---------- PASSAGE TO READ

The team stressed “substantial uncertainty”.
Professor David Heymann, also from the LSHTM, previously told Yahoo UK basic reproduction numbers “change daily as new information comes in”.
While an R number of three may not sound particularly high, those three people would infect three others, who would infect an additional three individuals, and so on.
Patient numbers would therefore start to climb very quickly.
The aim of the lockdown is to bring the R number to less than one.
If the basic reproduction number is more than one, an outbreak grows. If it is one, an outbreak plateaus and if it is less than one, an outbreak dies out.
Modellers at Imperial College London are attempting to calculate the coronavirus’ R number, estimating it at around 0.7 in the community.
This will be higher in different settings. For example, “hot spots” like hospitals and care homes will have a greater R.
Coronavirus: How does the ‘R’ number affect lockdown?
The challenge with lifting the lockdown is the R number could creep back up.
“It doesn't give you a lot of room to play with [to keep the number below one],” Dr Adam Kucharski from the LSHTM told the BBC.
The coronavirus’ R number in Germany was said to be 0.7 at the beginning of April. It reportedly increased, before dropping again to 0.75.
“The number should stay below one, that is the big goal,” Professor Lothar Wieler from the Robert Koch Institute, Berlin, told the BBC.
When it comes to lifting restrictions, scientists must gauge what measures will affect the R number the least. For example, allowing children back to school versus reopening offices.
Another concern is “lockdown fatigue” will cause people to be more flippant when it comes to social distancing, resulting in the R number rising.
Testing for antibodies, a sign a person has already overcome the coronavirus and is immune, would allow officials to suppress the R number in a less disruptive way.
The government is reportedly on the verge of meeting its 100,000 tests a day target.
A vaccine would also bring the basic reproduction number down by creating herd immunity.
Scientists around the world are racing to develop a jab, however, many have been honest from the beginning a vaccine will not be ready for this outbreak.
One could become available, however, if the infection becomes seasonal, like flu.
What is the coronavirus?
The coronavirus is one of seven strains of a virus class that are known to infect humans.
Others cause everything from the common cold to severe acute respiratory syndrome (Sars), which killed 774 people during its 2002/3 outbreak.
Since the outbreak was identified, more than 3.2 million cases have been confirmed worldwide, according to Johns Hopkins University.
Of these cases, over one million are known to have “recovered”.
Globally, the death toll has exceeded 233,500.
The coronavirus mainly spreads face to face via infected droplets expelled in a cough or sneeze.
The coronavirus has no “set” treatment, with most patients naturally fighting off the infection.
Those requiring hospitalisation are given “supportive care”, like ventilation, while their immune system gets to work.
Officials have urged people to ward off infection by washing their hands regularly and maintaining social distancing.

--------------------
---------- LISTED RECORDS

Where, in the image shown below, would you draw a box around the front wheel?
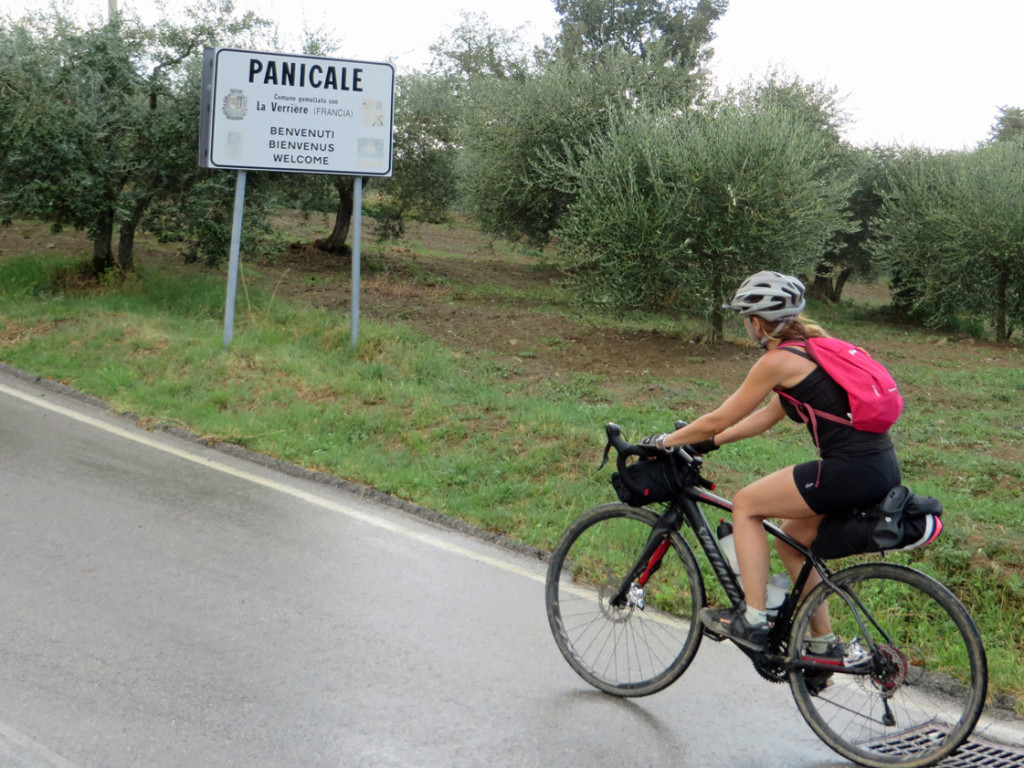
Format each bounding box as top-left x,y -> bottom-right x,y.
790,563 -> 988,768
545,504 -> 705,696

--------------------
---------- LISTED RECORDS

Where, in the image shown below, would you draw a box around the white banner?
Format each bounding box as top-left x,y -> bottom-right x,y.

--------------------

Translate this sentence from the article on the coronavirus R number into Spanish: "The aim of the lockdown is to bring the R number to less than one." Use only the article on the coronavirus R number, not the entries.

El objetivo del confinamiento es reducir el número R a menos de uno.